# Work instruction
Repeat word for word, please, only the lines of the material from the one containing "Indicate the tree trunk" through its final line, both ends included.
┄┄┄┄┄┄┄┄┄┄┄┄┄┄┄┄┄┄┄┄
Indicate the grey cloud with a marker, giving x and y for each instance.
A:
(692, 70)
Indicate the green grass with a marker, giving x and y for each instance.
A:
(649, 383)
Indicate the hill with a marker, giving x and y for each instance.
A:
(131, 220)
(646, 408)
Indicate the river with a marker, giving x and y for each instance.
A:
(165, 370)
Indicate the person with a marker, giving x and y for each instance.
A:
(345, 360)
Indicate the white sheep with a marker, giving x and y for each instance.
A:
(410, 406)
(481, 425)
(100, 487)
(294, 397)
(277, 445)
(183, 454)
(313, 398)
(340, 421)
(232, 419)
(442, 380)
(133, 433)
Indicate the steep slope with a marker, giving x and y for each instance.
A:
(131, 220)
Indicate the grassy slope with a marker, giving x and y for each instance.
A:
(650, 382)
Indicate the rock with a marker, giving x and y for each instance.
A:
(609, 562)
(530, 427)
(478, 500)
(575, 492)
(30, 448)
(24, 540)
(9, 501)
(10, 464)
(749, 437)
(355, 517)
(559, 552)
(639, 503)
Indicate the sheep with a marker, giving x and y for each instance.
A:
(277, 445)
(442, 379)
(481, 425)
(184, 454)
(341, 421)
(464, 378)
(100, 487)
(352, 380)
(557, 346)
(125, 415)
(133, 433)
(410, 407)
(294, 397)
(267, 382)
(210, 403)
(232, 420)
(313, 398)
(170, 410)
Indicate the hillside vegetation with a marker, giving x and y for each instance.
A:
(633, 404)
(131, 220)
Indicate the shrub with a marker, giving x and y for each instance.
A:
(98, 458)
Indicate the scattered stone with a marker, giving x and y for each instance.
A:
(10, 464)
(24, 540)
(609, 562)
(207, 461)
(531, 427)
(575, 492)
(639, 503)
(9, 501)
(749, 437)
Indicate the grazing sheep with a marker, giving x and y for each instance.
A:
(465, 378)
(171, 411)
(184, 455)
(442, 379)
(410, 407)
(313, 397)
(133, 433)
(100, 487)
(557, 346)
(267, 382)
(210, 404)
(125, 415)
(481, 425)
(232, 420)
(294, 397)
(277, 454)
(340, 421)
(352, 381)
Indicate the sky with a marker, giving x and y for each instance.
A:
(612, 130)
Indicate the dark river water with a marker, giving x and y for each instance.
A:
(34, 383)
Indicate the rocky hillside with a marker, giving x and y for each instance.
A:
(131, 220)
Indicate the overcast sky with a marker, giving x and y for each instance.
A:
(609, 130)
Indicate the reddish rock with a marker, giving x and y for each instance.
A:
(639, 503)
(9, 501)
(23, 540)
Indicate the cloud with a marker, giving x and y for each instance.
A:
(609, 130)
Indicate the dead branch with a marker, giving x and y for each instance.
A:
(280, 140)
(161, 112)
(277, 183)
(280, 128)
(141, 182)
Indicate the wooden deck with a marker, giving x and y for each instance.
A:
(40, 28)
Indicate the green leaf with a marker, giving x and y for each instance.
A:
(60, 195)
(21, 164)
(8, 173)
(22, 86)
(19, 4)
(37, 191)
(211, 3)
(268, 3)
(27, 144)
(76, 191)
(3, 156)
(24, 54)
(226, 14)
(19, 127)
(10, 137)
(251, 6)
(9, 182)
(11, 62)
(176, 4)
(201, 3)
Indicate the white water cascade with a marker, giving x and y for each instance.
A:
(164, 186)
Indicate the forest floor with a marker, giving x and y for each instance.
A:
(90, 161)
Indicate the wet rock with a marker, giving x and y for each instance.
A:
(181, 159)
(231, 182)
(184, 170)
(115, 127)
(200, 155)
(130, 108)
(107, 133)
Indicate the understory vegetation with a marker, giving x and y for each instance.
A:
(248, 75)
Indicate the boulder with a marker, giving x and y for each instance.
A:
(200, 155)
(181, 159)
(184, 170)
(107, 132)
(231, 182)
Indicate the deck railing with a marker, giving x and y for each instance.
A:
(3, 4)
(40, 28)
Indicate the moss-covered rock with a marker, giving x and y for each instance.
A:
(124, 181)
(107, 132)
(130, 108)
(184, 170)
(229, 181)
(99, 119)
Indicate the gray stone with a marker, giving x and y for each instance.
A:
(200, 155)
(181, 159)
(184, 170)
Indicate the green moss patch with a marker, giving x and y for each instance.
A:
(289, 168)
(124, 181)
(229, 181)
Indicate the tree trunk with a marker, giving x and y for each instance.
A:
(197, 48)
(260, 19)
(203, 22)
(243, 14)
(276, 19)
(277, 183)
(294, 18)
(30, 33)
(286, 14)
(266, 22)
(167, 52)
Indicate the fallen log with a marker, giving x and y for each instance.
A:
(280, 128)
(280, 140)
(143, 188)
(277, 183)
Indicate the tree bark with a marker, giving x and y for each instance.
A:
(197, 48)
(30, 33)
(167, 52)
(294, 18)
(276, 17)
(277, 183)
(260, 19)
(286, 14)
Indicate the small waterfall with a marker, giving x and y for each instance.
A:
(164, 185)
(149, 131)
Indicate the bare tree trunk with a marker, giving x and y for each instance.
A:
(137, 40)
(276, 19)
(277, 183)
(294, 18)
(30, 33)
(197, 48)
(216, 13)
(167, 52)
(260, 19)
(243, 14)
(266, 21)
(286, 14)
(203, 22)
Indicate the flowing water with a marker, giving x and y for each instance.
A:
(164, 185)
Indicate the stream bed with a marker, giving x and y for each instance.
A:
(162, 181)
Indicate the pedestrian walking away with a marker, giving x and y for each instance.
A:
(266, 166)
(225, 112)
┄┄┄┄┄┄┄┄┄┄┄┄┄┄┄┄┄┄┄┄
# Answer section
Indicate the tree trunk with a marker, giving x and y for each instance.
A:
(197, 48)
(260, 19)
(203, 22)
(243, 14)
(276, 19)
(277, 183)
(294, 18)
(30, 33)
(286, 14)
(266, 22)
(167, 52)
Indicate the fallen log with a marker, giving x and y for each instance.
A:
(280, 128)
(280, 140)
(143, 188)
(277, 183)
Indicate the tree bark with a marker, giving x and y for each instance.
A:
(197, 48)
(30, 33)
(167, 52)
(294, 18)
(276, 17)
(277, 183)
(260, 19)
(286, 14)
Indicate the small waterfall with a marker, giving x and y for each instance.
A:
(164, 185)
(149, 131)
Indicate the bare tree trunk with a marker, giving x and y for each instance.
A:
(137, 40)
(276, 19)
(277, 183)
(294, 18)
(30, 33)
(197, 48)
(216, 13)
(167, 52)
(260, 19)
(243, 14)
(266, 21)
(286, 14)
(203, 22)
Indicate the flowing water with a marker, giving x and y for each instance.
A:
(164, 185)
Indicate the stream bed with a marker, giving x and y for each instance.
A:
(162, 181)
Indicate the pedestrian walking away with a marker, giving x and y for each instance.
A:
(266, 166)
(225, 112)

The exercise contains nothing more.